--- BEGIN Excerpted passage ---

Some earlier writings on the impact of multiple-choice tests suggested that the tests resulted in teachers narrowing the curriculum and corrupting teaching because teachers turned to simply passing out multiple-choice question work sheets. The critics argued that education was harmed due to the narrowing of the curriculum and the teaching and testing for only low level facts.
Aside from the confusion of test format with test content (true measurement experts realize that multiple choice tests are not limited to testing facts), there is insufficient evidence to allow any firm conclusion that such tests have had harmful effects on curriculum and instruction. In fact, there is some evidence to the contrary. Kuhs, Porter, Floden, Freeman, Schmidt, and Schwille (1985) reported that:
the teachers' topic selection did not seem to be much influenced by the state minimum competencies test or the district-used standardized tests (Kuhs, et al., 1985, p. 151).
There is no evidence of which I am aware showing that fewer high level math courses are taught (or taught to fewer students) in states where students must pass a low level math test in order to receive a high school diploma.
There are a few studies (quoted over and over again) which presumably show that elementary teachers align instruction with the content of basic skills tests (e.g. Madaus, West, Harmon, Lomax and Viator, 1992; Shepard, 1991). And I believe those studies have some validity. It is hard to believe that tests with some stakes connected to them will not have some influence on curriculum and instruction. For example, Smith and Rottenberg (1991) reported on "an extensive research study." "The consequences of external testing were inferred from an analysis of the meanings held by participants and direct observation of testing activities..." (p. 7). They concluded, among other things that (1) external testing reduces the time available for ordinary instruction, (2) testing affects what elementary schools teach -- in high stakes environments, schools neglect material that external tests exclude, (3) external testing encourages use of instructional methods that resemble tests, and (4) "as teachers take more time for test preparation and align instruction more closely with content and format, they diminish the range of instructional goals and activities" (1991, p. 11).
Thus, there are studies suggesting that multiple-choice tests result in a narrowing of the curriculum and more drill work in teaching. But, in fact, the studies are few in number and critics of traditional basic skills testing accept the studies somewhat uncritically. In my opinion, the evidence is not as strong as the rhetoric of those reporting the research would suggest and there is some research evidence that teachers do not choose topics based on the test content (Kuhs et al., 1985).
Green (1997) discussed the evidence and questioned the conclusion that multiple choice tests are harmful stating that "I believe that the data just cited opens to question the assertions about the evils of multiple-choice tests." (Green, 1997, p. 4).

--- END Excerpted passage ---
--- BEGIN Data records ---

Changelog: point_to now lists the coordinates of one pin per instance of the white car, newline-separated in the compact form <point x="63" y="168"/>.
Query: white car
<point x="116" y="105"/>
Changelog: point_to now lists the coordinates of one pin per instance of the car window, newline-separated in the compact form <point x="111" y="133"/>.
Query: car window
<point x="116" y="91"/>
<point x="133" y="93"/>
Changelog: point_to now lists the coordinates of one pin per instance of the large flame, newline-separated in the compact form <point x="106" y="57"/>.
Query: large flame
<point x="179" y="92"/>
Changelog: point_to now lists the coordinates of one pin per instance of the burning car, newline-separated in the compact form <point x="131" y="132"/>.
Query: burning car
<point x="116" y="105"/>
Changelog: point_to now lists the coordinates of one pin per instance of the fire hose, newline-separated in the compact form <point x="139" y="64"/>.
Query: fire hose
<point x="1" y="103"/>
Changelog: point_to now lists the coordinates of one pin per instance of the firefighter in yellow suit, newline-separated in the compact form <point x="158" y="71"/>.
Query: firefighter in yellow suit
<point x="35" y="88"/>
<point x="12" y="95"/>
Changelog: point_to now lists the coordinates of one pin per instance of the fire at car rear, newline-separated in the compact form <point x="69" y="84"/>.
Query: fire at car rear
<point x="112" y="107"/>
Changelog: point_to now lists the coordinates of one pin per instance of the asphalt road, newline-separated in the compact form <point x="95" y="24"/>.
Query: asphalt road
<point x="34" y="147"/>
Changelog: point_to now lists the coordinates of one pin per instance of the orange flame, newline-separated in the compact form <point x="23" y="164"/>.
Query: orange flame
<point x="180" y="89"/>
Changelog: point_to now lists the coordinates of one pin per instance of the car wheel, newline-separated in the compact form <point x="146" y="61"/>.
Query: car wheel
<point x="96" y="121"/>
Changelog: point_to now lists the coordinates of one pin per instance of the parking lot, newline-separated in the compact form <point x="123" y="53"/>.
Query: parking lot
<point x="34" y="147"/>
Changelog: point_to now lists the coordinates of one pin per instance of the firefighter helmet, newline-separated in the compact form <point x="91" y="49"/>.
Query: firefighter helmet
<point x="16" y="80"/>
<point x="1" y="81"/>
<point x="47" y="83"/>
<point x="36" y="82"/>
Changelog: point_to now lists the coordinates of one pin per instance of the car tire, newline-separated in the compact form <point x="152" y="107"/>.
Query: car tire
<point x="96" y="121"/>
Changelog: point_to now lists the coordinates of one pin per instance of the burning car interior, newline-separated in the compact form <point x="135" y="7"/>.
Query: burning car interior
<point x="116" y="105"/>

--- END Data records ---

Task set |
a: In the passage on multiple-choice testing, rewrite the paragraph that begins "Thus, there are studies suggesting" as a short bulleted list that keeps its main facts.
b: Reproduce part of the passage on multiple-choice testing. Begin at the words "There is no" and stop after "high school diploma.".
c: Based on the passage on multiple-choice testing, decide whether each statement below agrees with it. Answer yes or no for each, and quote the words from the passage that decide it.
(i) Kuhs and colleagues found that teachers' topic selection was strongly shaped by the state minimum competencies test.
(ii) Smith and Rottenberg concluded that external testing reduces the time available for ordinary instruction.
(iii) The author describes the studies on curriculum narrowing as numerous.

Exercise responses |
a:
- Some studies suggest that multiple-choice tests narrow the curriculum and lead to more drill work in teaching.
- These studies are few in number.
- Critics of traditional basic skills testing accept them somewhat uncritically.
- In the author's opinion, the evidence is weaker than the rhetoric of those reporting the research suggests.
- Some research (Kuhs et al., 1985) shows that teachers do not choose topics based on test content.

b:
There is no evidence of which I am aware showing that fewer high level math courses are taught (or taught to fewer students) in states where students must pass a low level math test in order to receive a high school diploma.

c:
(i) No: "the teachers' topic selection did not seem to be much influenced by the state minimum competencies test"
(ii) Yes: "external testing reduces the time available for ordinary instruction"
(iii) No: "the studies are few in number"